When the line containing "If you could mark the ornamental" is reached, copy it and each subsequent line of the material below exactly, through the last line.
*** Opening SUPPLIED MATERIAL ***
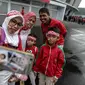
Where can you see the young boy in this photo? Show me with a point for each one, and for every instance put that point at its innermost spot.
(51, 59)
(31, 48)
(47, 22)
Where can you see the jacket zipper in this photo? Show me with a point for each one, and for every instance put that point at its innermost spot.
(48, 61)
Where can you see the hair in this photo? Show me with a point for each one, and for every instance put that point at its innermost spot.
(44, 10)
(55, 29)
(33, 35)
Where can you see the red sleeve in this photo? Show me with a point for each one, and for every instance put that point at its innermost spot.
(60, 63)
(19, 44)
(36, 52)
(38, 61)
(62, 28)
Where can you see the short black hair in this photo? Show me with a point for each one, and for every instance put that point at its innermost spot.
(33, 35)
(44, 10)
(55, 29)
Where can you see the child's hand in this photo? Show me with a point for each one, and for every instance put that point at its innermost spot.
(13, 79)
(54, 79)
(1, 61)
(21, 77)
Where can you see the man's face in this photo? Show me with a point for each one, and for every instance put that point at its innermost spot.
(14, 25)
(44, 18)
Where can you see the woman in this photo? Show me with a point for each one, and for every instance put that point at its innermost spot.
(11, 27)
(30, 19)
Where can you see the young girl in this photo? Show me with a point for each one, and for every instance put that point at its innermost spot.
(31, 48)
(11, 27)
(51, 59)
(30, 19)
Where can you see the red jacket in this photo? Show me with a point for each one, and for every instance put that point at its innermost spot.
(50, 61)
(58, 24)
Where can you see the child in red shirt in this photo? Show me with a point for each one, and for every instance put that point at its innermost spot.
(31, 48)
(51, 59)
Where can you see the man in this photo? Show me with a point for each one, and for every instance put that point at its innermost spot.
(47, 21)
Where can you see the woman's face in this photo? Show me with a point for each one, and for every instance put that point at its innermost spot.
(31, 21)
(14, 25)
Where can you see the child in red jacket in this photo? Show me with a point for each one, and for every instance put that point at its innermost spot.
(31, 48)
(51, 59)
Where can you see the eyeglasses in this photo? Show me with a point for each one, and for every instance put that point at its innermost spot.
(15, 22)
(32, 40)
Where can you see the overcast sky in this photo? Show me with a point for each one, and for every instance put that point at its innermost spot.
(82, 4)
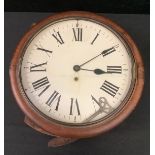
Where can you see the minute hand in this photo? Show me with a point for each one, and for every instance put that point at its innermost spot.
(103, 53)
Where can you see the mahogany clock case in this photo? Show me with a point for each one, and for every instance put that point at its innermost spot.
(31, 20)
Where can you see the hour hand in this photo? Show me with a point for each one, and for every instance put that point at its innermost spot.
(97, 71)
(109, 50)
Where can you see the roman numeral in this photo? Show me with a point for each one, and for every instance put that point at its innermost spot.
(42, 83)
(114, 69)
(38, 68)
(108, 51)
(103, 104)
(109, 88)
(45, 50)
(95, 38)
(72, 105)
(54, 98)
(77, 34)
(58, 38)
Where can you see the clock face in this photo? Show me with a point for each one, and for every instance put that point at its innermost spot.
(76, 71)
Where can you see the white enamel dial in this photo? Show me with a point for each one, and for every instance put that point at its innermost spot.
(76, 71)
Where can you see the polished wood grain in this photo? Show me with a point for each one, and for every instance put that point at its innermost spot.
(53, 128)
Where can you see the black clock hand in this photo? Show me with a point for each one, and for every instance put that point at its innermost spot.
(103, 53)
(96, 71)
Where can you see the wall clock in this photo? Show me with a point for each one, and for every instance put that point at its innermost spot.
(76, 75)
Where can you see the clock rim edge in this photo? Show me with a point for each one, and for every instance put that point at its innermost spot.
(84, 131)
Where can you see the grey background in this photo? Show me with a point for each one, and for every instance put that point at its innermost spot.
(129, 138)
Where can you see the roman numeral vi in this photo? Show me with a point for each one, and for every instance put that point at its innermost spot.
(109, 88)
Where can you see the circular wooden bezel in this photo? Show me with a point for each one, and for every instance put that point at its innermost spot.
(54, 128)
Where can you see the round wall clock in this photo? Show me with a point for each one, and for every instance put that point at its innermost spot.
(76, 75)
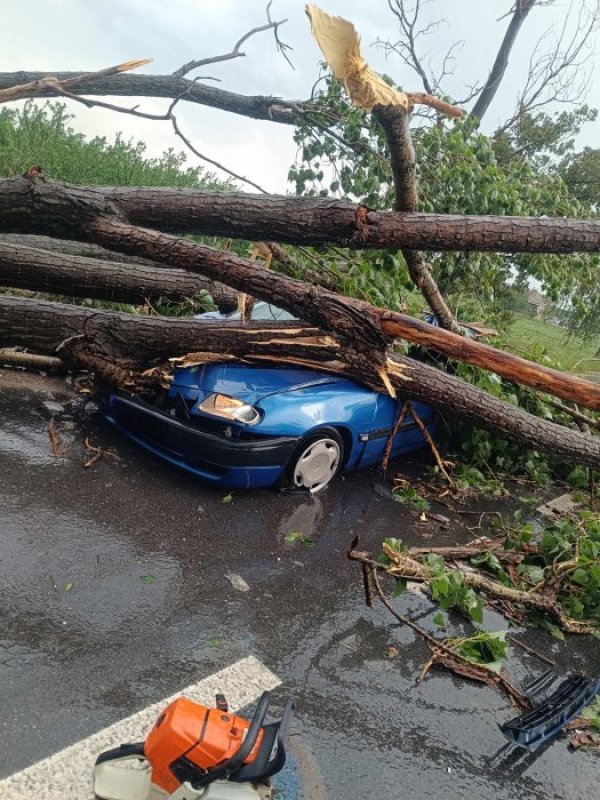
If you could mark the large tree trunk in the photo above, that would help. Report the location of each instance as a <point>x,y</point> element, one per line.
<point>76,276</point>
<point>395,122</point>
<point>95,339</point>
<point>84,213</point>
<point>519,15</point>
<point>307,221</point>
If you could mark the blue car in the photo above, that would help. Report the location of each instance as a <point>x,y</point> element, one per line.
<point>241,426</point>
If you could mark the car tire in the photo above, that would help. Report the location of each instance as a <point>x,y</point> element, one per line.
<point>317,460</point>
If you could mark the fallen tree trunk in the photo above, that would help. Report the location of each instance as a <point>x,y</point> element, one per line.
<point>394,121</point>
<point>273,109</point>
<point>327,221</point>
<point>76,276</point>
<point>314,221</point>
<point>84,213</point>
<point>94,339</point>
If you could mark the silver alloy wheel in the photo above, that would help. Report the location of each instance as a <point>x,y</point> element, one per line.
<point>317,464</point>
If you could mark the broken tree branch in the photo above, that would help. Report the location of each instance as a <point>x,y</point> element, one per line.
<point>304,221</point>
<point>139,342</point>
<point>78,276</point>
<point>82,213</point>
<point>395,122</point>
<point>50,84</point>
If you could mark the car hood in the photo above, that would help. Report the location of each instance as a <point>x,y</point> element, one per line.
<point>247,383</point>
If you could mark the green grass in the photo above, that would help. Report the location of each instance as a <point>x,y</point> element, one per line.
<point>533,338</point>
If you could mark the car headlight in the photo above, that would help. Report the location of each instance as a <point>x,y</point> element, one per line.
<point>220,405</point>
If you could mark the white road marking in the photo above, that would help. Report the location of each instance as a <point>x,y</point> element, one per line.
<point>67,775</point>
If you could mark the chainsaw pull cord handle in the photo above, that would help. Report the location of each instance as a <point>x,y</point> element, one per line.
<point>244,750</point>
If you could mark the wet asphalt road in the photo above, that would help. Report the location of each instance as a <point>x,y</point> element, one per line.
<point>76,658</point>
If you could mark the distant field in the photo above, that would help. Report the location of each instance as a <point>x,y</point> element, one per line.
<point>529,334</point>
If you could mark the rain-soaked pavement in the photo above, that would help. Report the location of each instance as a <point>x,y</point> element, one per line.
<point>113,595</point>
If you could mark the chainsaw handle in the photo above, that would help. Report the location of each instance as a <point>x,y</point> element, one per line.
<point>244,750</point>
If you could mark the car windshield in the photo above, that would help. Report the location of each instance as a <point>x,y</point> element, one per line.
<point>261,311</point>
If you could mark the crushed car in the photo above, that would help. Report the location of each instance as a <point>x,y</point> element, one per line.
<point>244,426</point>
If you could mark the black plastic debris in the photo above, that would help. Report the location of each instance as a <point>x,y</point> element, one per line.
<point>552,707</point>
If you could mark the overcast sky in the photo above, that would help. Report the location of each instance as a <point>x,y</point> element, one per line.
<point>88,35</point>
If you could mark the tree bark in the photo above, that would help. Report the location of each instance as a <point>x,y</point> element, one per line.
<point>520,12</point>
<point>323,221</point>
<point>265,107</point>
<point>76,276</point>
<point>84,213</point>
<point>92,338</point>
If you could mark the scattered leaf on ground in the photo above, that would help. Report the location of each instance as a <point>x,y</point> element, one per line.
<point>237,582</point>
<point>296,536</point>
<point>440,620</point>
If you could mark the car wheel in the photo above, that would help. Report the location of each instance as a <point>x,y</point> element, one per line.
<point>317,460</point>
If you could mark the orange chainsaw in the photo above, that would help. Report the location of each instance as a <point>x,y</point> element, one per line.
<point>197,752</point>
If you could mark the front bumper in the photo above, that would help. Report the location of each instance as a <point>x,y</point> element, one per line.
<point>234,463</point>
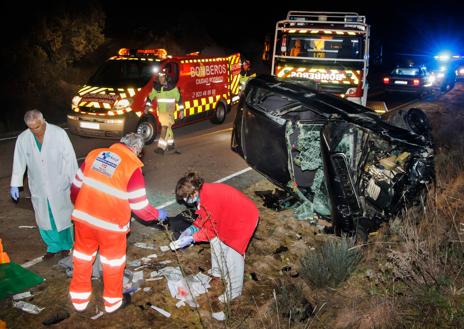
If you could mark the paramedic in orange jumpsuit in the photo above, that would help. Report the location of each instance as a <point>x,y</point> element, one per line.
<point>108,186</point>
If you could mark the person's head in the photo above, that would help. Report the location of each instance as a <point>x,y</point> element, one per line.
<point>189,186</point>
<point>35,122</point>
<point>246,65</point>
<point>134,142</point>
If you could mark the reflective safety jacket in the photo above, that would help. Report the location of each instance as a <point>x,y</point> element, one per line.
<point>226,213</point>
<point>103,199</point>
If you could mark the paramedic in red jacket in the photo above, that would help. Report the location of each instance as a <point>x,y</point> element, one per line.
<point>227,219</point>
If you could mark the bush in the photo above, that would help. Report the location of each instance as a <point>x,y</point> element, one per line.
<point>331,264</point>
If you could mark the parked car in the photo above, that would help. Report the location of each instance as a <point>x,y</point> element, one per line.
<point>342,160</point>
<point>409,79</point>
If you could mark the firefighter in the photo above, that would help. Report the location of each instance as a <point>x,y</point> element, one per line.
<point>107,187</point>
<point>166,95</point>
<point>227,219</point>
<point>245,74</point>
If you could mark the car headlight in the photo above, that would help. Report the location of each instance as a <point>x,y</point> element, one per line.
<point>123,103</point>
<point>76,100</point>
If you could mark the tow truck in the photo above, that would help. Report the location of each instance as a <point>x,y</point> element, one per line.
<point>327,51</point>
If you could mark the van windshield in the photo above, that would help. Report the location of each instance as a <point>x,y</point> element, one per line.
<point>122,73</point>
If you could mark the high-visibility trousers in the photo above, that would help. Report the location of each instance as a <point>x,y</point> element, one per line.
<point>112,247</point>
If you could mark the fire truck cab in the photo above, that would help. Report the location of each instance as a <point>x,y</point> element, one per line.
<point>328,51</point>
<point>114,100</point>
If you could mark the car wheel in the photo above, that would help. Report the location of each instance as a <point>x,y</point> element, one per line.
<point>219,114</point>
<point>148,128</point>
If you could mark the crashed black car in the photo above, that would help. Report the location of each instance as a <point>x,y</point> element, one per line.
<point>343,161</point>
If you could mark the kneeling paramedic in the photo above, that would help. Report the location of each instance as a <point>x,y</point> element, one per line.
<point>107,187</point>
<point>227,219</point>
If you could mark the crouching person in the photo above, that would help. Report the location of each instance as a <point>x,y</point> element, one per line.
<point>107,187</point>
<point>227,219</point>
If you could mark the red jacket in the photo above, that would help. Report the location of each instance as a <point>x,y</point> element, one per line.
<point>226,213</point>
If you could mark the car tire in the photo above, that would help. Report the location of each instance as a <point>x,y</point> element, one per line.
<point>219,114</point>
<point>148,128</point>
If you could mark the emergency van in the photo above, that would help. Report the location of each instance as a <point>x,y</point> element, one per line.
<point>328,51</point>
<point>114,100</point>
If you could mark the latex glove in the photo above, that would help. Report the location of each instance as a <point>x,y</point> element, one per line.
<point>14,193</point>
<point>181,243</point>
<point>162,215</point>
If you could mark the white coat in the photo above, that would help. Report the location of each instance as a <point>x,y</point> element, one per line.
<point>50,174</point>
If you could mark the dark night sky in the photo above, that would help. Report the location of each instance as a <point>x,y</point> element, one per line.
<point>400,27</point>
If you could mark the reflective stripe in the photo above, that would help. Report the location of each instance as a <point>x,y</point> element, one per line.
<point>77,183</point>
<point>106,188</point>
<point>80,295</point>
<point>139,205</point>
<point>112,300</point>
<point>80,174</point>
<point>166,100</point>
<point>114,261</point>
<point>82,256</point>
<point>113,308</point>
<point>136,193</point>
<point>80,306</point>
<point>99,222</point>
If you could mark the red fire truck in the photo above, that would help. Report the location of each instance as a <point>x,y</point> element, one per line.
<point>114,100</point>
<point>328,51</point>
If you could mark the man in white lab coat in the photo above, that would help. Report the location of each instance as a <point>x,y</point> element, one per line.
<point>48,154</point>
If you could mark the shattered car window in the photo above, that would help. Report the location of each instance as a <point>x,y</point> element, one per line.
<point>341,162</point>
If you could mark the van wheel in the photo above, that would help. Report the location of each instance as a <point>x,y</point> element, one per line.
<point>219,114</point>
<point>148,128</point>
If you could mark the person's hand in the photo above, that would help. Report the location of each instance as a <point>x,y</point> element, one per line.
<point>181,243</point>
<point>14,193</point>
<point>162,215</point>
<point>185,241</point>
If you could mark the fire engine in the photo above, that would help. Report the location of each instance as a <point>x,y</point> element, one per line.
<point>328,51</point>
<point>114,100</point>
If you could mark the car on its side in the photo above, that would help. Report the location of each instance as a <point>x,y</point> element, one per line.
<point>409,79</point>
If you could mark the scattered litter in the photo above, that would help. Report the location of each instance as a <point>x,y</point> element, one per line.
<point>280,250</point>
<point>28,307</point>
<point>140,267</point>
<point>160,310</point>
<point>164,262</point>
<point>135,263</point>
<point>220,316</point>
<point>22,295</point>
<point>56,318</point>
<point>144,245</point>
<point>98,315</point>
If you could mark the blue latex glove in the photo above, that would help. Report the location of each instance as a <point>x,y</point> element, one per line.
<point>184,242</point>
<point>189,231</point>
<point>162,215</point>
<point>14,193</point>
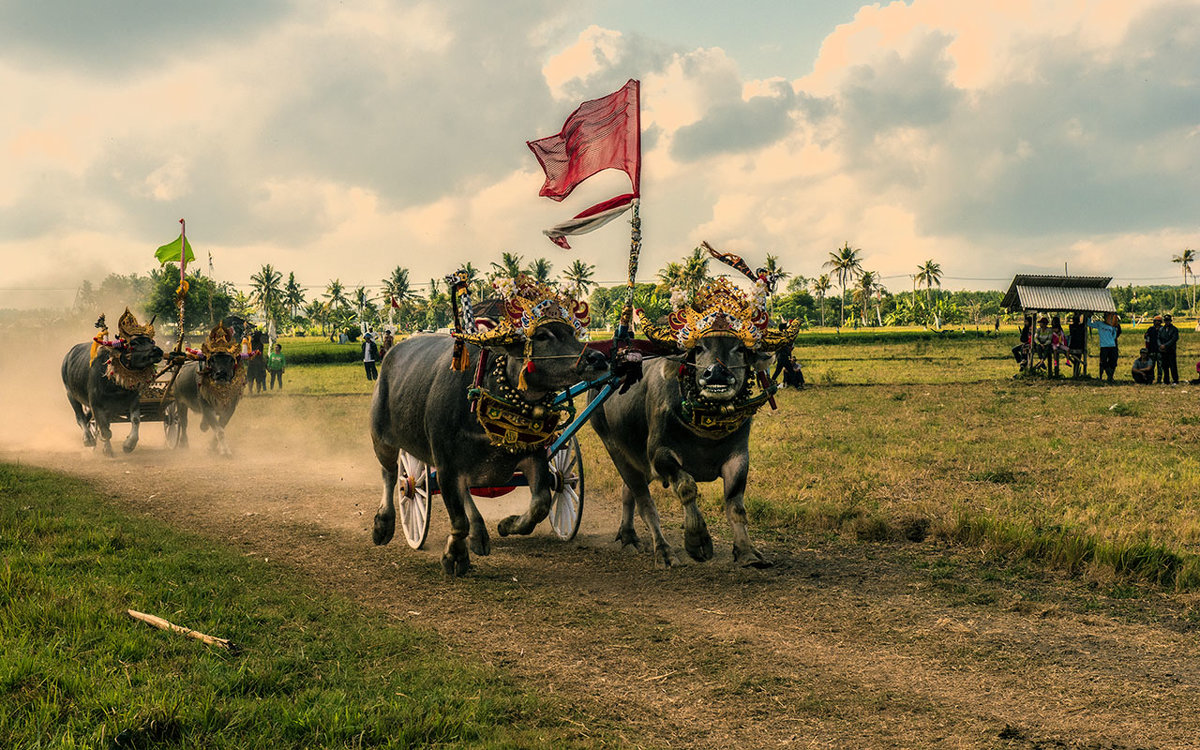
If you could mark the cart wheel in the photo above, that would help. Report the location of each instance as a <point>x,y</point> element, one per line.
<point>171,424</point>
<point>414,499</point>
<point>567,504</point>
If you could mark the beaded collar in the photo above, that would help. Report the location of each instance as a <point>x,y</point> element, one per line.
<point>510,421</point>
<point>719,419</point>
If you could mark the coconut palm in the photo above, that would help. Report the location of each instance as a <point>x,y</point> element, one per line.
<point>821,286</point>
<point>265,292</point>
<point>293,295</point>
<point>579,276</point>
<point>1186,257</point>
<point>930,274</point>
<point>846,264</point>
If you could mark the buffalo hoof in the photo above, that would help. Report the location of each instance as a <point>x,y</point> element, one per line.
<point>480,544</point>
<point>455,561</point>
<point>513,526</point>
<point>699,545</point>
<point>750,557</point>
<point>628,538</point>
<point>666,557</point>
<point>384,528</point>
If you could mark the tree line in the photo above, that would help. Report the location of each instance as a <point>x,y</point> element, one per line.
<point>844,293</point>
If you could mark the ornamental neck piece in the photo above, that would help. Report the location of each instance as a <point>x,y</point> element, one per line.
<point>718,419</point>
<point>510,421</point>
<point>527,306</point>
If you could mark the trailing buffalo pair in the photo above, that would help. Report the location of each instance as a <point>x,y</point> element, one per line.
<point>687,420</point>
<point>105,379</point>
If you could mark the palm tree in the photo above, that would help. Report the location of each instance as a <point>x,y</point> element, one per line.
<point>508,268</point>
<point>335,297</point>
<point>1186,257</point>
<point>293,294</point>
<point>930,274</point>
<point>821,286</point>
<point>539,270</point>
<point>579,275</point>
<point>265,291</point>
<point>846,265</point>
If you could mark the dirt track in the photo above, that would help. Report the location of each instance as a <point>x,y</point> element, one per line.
*** Closing SUPPLIED MATERIAL ***
- [RESULT]:
If you could mark the ornamental neck piece in the photo above, that would help. Report the location of each instance as a <point>x,y</point> element, one per line.
<point>718,419</point>
<point>510,421</point>
<point>527,306</point>
If you could mark the trailing buffalo pair in the photo above, that would help. Report the location of each instance as a <point>x,y</point> element, one per line.
<point>687,420</point>
<point>105,379</point>
If you could mark the palm tree in the photo above, that would help. Report the location of each instance as a <point>x,y</point> element, one per line.
<point>508,268</point>
<point>335,297</point>
<point>1186,257</point>
<point>293,294</point>
<point>930,274</point>
<point>821,286</point>
<point>539,270</point>
<point>579,275</point>
<point>265,291</point>
<point>846,265</point>
If you could mark the dirt track in the photo above, that would help. Report the location of each instance as a <point>x,y</point> element, one per line.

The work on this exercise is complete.